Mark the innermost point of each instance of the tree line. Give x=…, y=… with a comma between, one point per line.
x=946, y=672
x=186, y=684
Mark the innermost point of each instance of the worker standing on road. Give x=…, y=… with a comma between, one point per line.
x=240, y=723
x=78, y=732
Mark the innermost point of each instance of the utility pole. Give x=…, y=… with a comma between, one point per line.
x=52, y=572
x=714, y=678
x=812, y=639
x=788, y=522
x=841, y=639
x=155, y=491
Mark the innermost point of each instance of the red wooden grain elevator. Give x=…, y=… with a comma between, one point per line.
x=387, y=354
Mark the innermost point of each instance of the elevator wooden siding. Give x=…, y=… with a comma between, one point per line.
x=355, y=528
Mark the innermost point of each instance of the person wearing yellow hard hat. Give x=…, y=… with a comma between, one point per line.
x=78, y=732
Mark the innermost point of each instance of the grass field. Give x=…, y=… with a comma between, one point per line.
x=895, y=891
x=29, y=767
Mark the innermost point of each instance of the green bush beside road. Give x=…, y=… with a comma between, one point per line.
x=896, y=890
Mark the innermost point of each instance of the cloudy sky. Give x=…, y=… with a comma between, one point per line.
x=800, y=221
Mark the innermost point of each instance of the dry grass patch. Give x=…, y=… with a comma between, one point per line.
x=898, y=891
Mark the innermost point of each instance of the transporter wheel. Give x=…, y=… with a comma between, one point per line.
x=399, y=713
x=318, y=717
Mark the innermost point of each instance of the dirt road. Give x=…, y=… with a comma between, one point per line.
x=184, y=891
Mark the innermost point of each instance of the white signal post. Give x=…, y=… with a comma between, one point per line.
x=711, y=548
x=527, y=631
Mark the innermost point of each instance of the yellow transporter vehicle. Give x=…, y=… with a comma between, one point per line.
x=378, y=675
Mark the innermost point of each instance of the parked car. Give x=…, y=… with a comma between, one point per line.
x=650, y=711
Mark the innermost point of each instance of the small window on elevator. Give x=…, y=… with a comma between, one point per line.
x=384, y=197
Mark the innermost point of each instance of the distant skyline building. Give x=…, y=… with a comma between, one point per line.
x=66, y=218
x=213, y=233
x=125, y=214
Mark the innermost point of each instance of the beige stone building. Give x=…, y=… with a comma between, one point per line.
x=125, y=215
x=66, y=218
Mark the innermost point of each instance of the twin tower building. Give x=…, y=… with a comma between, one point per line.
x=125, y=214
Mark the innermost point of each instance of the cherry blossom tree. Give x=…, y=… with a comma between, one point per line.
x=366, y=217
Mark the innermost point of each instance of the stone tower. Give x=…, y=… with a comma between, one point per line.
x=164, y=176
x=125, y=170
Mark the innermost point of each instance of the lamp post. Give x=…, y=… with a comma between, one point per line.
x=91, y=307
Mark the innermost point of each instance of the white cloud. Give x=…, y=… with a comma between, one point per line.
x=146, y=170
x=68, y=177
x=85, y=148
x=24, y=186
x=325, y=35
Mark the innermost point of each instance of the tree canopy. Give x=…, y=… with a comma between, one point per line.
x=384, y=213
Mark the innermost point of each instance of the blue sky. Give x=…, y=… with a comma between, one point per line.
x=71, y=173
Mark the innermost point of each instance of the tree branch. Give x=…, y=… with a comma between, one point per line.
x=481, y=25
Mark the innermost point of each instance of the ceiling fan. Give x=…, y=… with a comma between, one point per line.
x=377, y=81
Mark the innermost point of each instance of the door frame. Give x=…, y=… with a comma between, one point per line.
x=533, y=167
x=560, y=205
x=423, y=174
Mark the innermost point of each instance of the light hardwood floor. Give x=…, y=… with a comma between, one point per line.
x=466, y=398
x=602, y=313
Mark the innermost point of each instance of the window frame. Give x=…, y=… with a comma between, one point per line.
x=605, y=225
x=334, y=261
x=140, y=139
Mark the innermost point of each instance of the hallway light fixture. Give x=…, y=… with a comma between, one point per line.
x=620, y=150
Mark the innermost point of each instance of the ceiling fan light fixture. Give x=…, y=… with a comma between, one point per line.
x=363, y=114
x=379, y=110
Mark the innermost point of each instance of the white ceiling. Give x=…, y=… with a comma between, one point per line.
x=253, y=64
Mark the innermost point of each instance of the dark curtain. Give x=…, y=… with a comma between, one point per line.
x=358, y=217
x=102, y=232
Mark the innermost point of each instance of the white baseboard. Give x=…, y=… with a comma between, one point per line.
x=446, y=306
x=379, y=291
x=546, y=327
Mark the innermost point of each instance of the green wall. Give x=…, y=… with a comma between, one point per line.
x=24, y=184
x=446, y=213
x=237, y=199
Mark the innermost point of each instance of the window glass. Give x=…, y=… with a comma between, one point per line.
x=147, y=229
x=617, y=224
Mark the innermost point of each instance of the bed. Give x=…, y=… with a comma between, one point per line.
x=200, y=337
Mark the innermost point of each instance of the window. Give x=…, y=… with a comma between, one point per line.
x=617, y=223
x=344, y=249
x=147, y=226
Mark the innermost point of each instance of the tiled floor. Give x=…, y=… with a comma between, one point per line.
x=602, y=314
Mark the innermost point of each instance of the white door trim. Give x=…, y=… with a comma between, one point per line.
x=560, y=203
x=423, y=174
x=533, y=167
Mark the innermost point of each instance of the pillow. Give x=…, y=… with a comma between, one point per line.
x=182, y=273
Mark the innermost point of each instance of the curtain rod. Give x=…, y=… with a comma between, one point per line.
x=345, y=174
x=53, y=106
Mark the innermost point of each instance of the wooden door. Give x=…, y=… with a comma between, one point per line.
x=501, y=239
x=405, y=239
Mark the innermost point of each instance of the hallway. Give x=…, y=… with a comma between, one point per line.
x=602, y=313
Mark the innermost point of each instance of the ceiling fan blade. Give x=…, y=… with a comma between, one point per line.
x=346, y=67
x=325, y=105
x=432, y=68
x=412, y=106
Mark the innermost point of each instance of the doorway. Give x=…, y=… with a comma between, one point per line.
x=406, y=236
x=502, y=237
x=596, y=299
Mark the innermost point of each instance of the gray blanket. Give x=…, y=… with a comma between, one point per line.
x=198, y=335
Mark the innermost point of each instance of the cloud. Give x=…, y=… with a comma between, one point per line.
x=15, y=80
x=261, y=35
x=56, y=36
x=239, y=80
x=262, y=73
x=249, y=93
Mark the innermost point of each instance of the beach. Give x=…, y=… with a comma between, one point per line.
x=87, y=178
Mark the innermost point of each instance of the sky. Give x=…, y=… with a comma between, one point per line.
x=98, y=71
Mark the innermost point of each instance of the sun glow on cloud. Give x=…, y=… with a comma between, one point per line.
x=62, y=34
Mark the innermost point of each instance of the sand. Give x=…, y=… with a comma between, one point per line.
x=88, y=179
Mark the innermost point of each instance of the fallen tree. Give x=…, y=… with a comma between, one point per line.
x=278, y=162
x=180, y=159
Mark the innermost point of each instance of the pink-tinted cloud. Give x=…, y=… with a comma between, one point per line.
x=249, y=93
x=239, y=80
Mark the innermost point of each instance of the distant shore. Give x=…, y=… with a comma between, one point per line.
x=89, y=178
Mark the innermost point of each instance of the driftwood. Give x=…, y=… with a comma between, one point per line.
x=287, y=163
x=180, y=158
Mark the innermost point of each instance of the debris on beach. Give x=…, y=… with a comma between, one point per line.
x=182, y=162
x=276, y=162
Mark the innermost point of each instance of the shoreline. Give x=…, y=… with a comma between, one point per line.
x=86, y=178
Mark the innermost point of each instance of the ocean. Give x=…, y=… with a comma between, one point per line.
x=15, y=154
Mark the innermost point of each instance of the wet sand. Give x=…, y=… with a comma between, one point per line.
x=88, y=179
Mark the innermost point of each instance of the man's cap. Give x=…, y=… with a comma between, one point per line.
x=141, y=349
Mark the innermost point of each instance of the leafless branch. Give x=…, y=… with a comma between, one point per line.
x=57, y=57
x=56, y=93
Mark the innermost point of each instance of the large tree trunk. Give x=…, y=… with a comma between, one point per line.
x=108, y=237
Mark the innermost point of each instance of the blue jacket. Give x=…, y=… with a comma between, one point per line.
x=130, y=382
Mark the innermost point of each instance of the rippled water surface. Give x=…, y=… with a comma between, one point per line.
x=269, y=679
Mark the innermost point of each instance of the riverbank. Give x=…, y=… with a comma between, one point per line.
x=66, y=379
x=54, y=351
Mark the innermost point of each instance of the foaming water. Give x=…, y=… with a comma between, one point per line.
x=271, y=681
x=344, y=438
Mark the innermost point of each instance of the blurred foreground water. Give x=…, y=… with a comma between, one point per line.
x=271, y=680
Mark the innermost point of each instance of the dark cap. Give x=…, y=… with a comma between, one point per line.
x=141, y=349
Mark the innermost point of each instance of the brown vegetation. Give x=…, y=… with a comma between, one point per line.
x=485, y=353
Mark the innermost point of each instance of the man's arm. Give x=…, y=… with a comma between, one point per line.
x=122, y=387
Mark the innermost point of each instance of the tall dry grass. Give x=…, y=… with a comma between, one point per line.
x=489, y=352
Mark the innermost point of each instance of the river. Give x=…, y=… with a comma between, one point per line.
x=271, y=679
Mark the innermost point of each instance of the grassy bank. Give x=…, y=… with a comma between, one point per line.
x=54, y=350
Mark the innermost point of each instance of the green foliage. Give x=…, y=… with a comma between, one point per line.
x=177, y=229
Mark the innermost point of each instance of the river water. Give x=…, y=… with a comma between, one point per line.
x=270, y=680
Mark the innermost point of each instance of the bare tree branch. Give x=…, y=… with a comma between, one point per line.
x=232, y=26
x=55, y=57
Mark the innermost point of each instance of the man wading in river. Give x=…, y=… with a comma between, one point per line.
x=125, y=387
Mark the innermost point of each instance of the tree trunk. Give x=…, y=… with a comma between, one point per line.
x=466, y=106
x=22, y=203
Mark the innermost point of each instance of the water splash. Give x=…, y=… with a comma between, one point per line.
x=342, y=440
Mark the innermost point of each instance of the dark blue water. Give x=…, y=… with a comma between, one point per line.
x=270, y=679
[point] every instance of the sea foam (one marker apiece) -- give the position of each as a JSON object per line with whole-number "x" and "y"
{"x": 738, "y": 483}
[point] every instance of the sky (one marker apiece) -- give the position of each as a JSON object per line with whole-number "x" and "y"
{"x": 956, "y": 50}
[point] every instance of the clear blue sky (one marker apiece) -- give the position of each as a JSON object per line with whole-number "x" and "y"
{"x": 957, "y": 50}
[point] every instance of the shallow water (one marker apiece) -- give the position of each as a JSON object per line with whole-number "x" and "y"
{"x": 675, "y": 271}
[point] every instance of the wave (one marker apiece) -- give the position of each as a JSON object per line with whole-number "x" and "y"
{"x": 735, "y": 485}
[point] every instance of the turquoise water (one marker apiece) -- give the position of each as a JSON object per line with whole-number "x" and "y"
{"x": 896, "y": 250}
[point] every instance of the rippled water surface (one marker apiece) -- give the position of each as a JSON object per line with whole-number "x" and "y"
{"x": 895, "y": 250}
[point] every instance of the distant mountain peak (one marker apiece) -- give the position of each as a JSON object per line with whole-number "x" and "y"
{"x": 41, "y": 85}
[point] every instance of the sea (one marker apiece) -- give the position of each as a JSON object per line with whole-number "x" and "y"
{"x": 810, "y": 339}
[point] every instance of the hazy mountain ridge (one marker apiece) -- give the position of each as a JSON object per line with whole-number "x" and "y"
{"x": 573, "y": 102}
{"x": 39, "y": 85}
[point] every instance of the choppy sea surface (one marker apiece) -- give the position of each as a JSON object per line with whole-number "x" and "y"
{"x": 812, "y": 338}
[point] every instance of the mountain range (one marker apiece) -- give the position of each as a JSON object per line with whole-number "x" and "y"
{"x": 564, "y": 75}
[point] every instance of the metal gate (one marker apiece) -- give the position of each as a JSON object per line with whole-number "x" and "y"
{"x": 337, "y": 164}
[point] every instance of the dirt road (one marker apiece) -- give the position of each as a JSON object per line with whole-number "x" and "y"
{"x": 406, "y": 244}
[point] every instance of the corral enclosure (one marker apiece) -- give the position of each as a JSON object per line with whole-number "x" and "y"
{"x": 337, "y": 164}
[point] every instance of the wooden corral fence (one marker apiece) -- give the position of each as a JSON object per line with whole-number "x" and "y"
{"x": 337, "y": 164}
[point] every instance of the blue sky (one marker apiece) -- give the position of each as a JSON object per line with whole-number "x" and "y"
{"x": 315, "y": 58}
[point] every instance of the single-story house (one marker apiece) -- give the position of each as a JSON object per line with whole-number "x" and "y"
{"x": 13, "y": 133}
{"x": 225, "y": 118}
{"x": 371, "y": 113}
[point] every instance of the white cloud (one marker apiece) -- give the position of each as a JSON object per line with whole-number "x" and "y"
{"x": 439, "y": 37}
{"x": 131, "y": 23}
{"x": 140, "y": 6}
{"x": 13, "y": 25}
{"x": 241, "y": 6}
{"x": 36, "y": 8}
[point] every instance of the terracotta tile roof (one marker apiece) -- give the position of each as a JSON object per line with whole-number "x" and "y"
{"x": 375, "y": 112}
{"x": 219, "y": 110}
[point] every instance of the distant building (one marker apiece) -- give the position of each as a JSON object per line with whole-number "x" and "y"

Task requirements: Final part of the records: return the line that contains "[point] every instance of the white" and every line after it, exactly, with no other lines added.

Exercise answer:
[point] every instance of the white cloud (one marker apiece) -- give the position of each as a JSON object per line with whole-number "x" and "y"
{"x": 439, "y": 37}
{"x": 131, "y": 23}
{"x": 140, "y": 6}
{"x": 13, "y": 25}
{"x": 241, "y": 6}
{"x": 36, "y": 8}
[point] every instance of the terracotta tile roof (one marker apiece) -- give the position of each as a JSON object per line with whole-number "x" and "y"
{"x": 375, "y": 112}
{"x": 219, "y": 110}
[point] every instance of the distant building (one marker apiece) -- give the position of each as a JSON object per line with whole-number "x" and "y"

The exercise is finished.